Answer these questions from the document section below.
(a) Which law does the rejection of Amazon Bedrock in me-central-1 cite?
(b) Why was Azure OpenAI Service ruled out?
(c) What GPUs does the chosen EC2 g5.12xlarge instance have, and how much VRAM?

◆ **Document section**
━━━━
4.2 What was ruled out
| Option | Why rejected |
|---|---|
| Amazon Bedrock in me-central-1 | Bedrock me-central-1 has no runtime APIs. It offers only cross-region inference, which routes prompts out of the UAE. Breaches Federal Law No. 2 of 2019. |
| OpenAI (api.openai.com) | US-hosted inference. No UAE data residency. |
| Anthropic direct API | US/EU-hosted inference. No UAE data residency. |
| Azure OpenAI Service | No UAE region as of 2026. |
| Llama 3.3 70B self-hosted | Meta does not list Arabic as a supported language and explicitly warns against production use in unsupported languages. Sehtak operates bilingual Arabic/English clinically. |
4.3 What was chosen
- Qwen 2.5 72B Instruct AWQ — Arabic is officially listed in the Qwen 2.5 model card among 29+ supported languages.
- vLLM on EC2 g5.12xlarge (4× NVIDIA A10G, 96 GB VRAM) in me-central-1, inside a private VPC.
━━━━
◆ **Provided material**
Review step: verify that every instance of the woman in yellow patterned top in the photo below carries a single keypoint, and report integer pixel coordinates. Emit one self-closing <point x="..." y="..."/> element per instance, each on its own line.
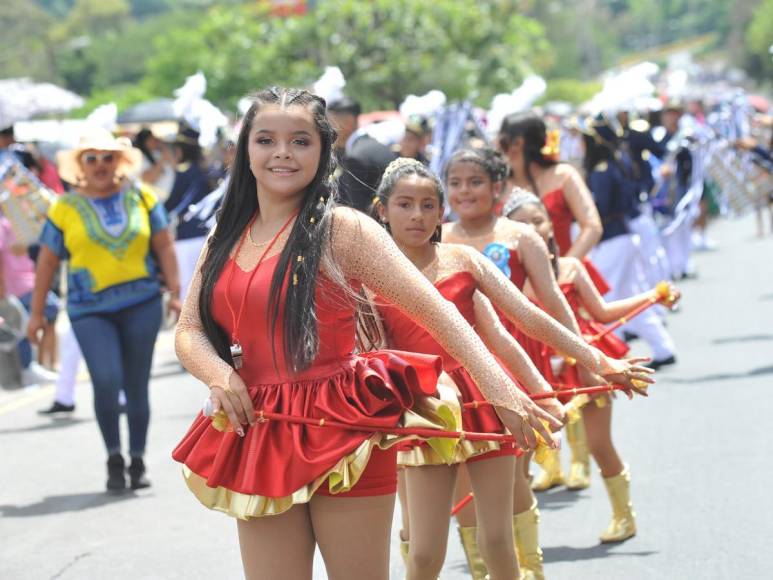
<point x="113" y="234"/>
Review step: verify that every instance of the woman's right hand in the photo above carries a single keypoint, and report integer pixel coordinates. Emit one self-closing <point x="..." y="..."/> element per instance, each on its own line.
<point x="554" y="407"/>
<point x="235" y="402"/>
<point x="35" y="328"/>
<point x="523" y="426"/>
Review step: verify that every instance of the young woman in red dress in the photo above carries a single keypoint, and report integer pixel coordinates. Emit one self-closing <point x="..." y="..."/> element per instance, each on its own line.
<point x="269" y="325"/>
<point x="532" y="155"/>
<point x="474" y="179"/>
<point x="410" y="204"/>
<point x="591" y="312"/>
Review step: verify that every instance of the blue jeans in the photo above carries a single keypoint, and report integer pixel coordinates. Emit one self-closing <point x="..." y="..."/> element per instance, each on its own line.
<point x="118" y="350"/>
<point x="50" y="312"/>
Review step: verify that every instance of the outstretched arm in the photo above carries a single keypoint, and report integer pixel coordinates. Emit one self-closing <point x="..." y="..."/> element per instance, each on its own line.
<point x="535" y="323"/>
<point x="597" y="307"/>
<point x="539" y="269"/>
<point x="365" y="252"/>
<point x="580" y="202"/>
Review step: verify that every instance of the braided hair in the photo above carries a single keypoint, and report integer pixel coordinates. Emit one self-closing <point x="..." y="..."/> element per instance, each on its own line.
<point x="395" y="171"/>
<point x="532" y="129"/>
<point x="299" y="262"/>
<point x="491" y="160"/>
<point x="521" y="198"/>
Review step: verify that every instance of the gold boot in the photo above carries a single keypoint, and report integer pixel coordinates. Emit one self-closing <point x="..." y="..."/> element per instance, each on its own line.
<point x="526" y="530"/>
<point x="623" y="524"/>
<point x="579" y="471"/>
<point x="551" y="475"/>
<point x="469" y="538"/>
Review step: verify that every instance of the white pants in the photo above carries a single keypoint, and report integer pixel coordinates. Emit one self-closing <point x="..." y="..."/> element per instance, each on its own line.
<point x="617" y="261"/>
<point x="187" y="255"/>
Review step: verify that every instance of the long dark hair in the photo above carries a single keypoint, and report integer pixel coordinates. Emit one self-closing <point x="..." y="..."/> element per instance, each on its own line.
<point x="395" y="171"/>
<point x="596" y="151"/>
<point x="521" y="198"/>
<point x="141" y="143"/>
<point x="533" y="130"/>
<point x="306" y="248"/>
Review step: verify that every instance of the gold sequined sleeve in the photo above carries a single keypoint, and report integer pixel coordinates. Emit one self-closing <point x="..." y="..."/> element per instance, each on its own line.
<point x="533" y="321"/>
<point x="534" y="255"/>
<point x="507" y="349"/>
<point x="194" y="350"/>
<point x="365" y="252"/>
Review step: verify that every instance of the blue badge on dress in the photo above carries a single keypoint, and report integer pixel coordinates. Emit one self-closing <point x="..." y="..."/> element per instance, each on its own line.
<point x="500" y="255"/>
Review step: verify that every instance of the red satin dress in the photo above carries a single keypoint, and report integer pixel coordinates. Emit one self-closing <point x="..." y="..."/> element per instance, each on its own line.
<point x="562" y="217"/>
<point x="404" y="334"/>
<point x="277" y="463"/>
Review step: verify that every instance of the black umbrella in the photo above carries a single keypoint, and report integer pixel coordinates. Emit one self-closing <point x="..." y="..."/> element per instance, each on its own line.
<point x="149" y="112"/>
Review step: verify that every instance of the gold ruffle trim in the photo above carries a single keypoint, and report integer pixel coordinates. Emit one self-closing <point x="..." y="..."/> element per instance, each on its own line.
<point x="424" y="455"/>
<point x="443" y="413"/>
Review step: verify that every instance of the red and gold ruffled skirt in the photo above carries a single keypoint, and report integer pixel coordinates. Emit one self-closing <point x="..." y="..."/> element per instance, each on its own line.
<point x="482" y="419"/>
<point x="278" y="464"/>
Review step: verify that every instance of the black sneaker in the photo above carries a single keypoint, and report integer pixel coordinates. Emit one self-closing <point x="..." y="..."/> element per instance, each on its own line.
<point x="664" y="362"/>
<point x="116" y="478"/>
<point x="137" y="474"/>
<point x="57" y="407"/>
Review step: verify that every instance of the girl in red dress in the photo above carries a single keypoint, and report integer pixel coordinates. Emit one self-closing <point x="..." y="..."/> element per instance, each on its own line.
<point x="533" y="155"/>
<point x="592" y="312"/>
<point x="269" y="325"/>
<point x="410" y="203"/>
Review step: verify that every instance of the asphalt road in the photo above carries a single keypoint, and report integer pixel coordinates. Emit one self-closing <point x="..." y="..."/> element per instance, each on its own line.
<point x="699" y="450"/>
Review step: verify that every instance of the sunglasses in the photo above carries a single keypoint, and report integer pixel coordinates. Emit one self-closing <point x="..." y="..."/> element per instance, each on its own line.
<point x="94" y="158"/>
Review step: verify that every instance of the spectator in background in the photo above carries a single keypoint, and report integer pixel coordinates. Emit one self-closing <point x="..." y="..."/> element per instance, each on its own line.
<point x="17" y="278"/>
<point x="157" y="162"/>
<point x="191" y="185"/>
<point x="363" y="159"/>
<point x="107" y="231"/>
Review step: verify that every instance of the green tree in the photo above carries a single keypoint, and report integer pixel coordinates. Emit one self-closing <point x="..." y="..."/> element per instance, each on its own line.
<point x="24" y="47"/>
<point x="759" y="40"/>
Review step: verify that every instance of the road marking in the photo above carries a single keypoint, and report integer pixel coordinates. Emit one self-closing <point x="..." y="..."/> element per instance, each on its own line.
<point x="26" y="399"/>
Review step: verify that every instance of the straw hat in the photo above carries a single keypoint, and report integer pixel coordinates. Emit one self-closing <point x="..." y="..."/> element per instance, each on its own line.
<point x="98" y="139"/>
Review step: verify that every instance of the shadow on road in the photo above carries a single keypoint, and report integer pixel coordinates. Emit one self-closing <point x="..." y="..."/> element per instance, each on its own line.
<point x="723" y="376"/>
<point x="559" y="499"/>
<point x="570" y="554"/>
<point x="170" y="371"/>
<point x="57" y="504"/>
<point x="55" y="423"/>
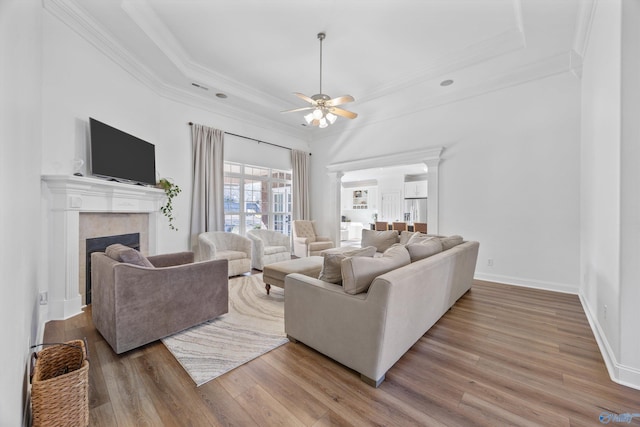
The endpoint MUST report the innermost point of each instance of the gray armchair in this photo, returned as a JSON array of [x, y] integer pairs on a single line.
[[268, 247], [222, 245], [133, 305]]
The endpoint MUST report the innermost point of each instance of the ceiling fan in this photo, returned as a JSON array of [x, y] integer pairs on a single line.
[[325, 109]]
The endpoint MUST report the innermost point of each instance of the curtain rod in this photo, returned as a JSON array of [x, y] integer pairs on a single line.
[[253, 139]]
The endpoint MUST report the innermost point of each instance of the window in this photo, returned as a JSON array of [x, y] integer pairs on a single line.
[[256, 197]]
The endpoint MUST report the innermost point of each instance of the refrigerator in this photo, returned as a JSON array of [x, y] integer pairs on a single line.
[[415, 210]]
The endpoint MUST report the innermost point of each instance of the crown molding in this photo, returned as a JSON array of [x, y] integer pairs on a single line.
[[396, 159], [473, 54], [147, 20], [91, 31], [586, 12], [546, 67]]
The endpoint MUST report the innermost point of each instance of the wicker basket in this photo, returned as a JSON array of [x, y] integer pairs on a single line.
[[60, 386]]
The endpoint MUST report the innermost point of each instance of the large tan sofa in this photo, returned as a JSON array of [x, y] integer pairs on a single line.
[[370, 330], [137, 300]]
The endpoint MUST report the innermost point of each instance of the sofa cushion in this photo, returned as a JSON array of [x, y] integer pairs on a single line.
[[132, 256], [122, 253], [382, 240], [230, 255], [424, 248], [359, 272], [450, 242], [332, 265], [270, 250]]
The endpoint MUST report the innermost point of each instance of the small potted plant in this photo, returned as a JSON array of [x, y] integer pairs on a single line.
[[171, 190]]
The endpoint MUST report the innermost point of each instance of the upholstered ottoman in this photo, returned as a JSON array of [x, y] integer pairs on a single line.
[[274, 274]]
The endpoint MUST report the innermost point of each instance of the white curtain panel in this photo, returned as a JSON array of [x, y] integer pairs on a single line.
[[207, 201], [300, 185]]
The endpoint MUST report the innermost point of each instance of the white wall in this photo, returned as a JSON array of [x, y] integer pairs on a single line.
[[630, 197], [509, 177], [20, 127], [80, 82], [610, 207]]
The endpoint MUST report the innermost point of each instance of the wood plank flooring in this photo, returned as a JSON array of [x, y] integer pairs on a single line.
[[503, 355]]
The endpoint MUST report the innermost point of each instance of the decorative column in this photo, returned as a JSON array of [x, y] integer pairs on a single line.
[[432, 191], [333, 205]]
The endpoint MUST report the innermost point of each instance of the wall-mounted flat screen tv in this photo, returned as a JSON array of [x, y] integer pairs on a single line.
[[117, 155]]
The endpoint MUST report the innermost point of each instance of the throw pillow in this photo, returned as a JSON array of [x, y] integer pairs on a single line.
[[450, 242], [418, 238], [359, 272], [136, 258], [406, 235], [424, 248], [382, 240], [331, 268]]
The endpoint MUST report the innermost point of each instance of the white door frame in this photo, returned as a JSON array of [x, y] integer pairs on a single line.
[[430, 157]]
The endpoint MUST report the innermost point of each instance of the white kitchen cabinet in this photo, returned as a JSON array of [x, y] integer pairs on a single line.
[[415, 189]]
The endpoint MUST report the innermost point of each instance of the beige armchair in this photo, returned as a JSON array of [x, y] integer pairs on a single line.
[[137, 300], [222, 245], [268, 247], [306, 241]]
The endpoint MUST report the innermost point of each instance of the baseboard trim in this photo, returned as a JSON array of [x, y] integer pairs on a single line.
[[619, 373], [517, 281]]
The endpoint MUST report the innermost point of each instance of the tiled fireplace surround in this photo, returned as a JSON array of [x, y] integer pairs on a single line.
[[81, 208]]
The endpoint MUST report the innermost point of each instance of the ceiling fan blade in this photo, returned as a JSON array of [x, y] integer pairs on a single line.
[[343, 113], [306, 98], [298, 109], [339, 100]]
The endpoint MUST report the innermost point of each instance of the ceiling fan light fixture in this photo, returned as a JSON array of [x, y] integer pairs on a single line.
[[323, 105], [318, 113], [308, 118]]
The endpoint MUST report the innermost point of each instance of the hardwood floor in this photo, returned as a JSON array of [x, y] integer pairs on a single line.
[[503, 355]]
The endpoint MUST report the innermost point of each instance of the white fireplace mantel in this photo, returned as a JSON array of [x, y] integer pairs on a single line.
[[68, 196]]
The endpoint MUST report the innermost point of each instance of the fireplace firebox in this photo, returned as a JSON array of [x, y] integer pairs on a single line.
[[99, 244]]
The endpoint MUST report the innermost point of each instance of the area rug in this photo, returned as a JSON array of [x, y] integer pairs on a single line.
[[253, 327]]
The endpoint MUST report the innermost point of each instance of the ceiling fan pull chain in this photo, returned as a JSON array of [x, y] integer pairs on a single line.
[[321, 37]]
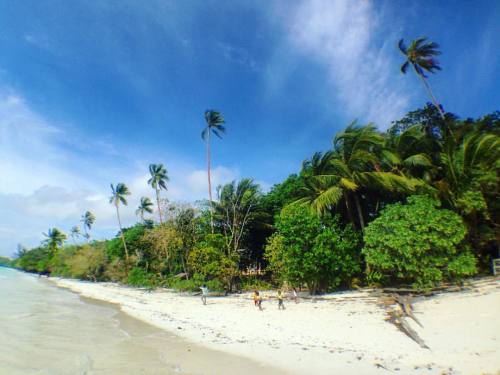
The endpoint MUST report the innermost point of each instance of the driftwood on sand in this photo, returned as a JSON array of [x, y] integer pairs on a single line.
[[398, 315]]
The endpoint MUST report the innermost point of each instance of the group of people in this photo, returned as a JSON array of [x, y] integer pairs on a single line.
[[257, 298]]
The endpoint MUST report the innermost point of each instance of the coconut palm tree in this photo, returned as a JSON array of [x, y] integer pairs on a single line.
[[420, 55], [88, 219], [215, 124], [75, 233], [55, 239], [146, 206], [118, 196], [158, 181], [353, 164]]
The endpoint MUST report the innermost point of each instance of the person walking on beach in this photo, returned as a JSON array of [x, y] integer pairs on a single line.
[[257, 300], [281, 306], [204, 294]]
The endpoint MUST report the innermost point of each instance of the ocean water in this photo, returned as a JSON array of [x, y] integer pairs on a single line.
[[49, 330]]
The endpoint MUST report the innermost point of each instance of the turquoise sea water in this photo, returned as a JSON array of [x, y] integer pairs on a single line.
[[48, 330]]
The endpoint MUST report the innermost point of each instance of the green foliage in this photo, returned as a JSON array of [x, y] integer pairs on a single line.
[[251, 283], [418, 243], [134, 238], [88, 262], [139, 277], [210, 261], [4, 261], [311, 251]]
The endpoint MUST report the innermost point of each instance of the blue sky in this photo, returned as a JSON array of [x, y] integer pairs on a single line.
[[91, 92]]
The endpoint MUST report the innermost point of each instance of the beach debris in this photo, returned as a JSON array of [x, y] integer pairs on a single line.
[[397, 316]]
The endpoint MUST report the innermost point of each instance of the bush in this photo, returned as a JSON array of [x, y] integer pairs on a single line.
[[253, 283], [139, 277], [88, 262], [313, 251], [418, 243], [210, 261], [194, 284]]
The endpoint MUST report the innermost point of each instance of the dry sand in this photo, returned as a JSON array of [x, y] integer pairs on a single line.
[[341, 333]]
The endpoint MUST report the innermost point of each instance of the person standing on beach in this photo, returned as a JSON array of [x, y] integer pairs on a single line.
[[204, 294], [257, 300], [280, 300]]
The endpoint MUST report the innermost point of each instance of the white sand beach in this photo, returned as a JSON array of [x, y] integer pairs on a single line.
[[341, 333]]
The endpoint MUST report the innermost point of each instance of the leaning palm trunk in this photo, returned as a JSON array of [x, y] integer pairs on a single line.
[[210, 184], [428, 87], [123, 237], [158, 202], [348, 208], [360, 212]]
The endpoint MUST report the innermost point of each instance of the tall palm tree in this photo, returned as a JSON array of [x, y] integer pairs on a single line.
[[158, 181], [420, 55], [352, 165], [215, 124], [118, 196], [88, 219], [75, 233], [55, 239], [146, 206]]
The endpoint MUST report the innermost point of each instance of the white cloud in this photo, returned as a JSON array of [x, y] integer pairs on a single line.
[[46, 184], [342, 36]]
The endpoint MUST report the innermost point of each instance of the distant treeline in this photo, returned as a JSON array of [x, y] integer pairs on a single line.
[[417, 204]]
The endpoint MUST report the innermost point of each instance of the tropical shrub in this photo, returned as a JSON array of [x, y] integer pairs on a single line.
[[88, 262], [139, 277], [312, 251], [210, 261], [418, 243]]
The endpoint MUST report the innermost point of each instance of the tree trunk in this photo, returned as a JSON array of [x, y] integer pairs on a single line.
[[123, 237], [360, 212], [210, 182], [158, 202], [348, 208], [86, 234], [428, 87]]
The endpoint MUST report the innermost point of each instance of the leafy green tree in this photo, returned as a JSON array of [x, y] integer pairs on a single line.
[[145, 206], [351, 167], [420, 54], [282, 194], [418, 243], [54, 239], [215, 124], [234, 210], [88, 219], [314, 251], [209, 260], [158, 181], [75, 233], [88, 262], [118, 195]]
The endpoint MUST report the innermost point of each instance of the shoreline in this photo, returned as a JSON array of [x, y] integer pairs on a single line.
[[343, 332]]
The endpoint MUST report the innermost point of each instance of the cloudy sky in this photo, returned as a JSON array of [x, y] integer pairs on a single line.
[[91, 92]]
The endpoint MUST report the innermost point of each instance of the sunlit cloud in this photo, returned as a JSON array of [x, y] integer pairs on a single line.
[[342, 36]]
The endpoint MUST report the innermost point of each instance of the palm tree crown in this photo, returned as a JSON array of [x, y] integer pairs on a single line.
[[55, 238], [158, 181], [146, 206], [88, 219], [420, 54], [75, 232], [118, 194], [215, 124]]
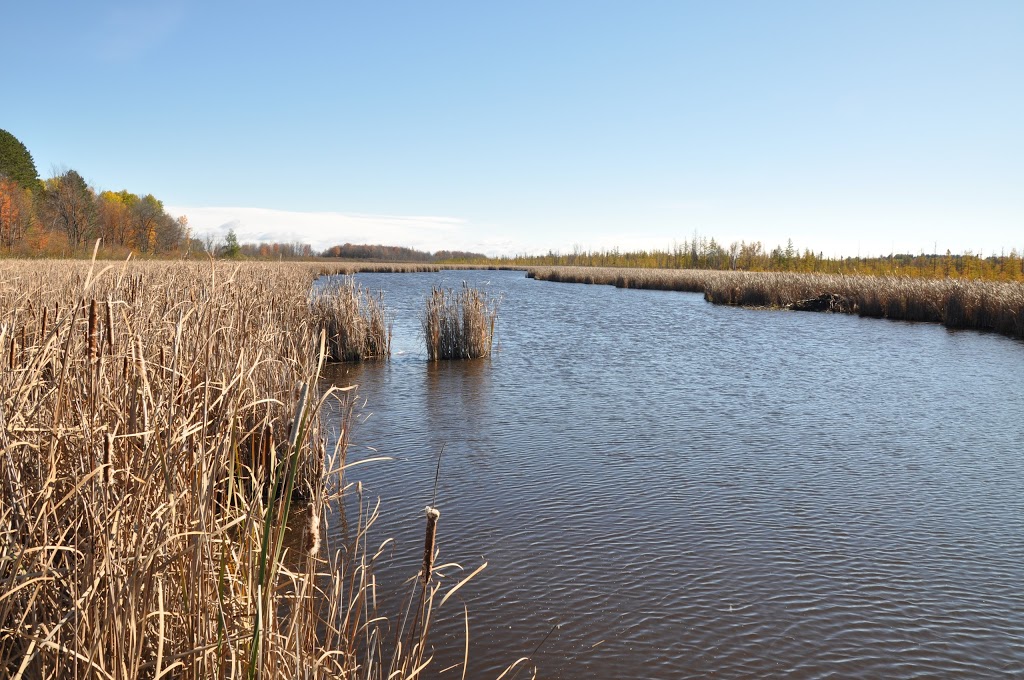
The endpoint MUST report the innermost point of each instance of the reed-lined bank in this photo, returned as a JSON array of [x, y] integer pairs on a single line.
━━━━
◆ **Answer box**
(a) Federal Law No. 2 of 2019.
(b) It has no UAE region as of 2026.
(c) It has 4× NVIDIA A10G GPUs with 96 GB VRAM.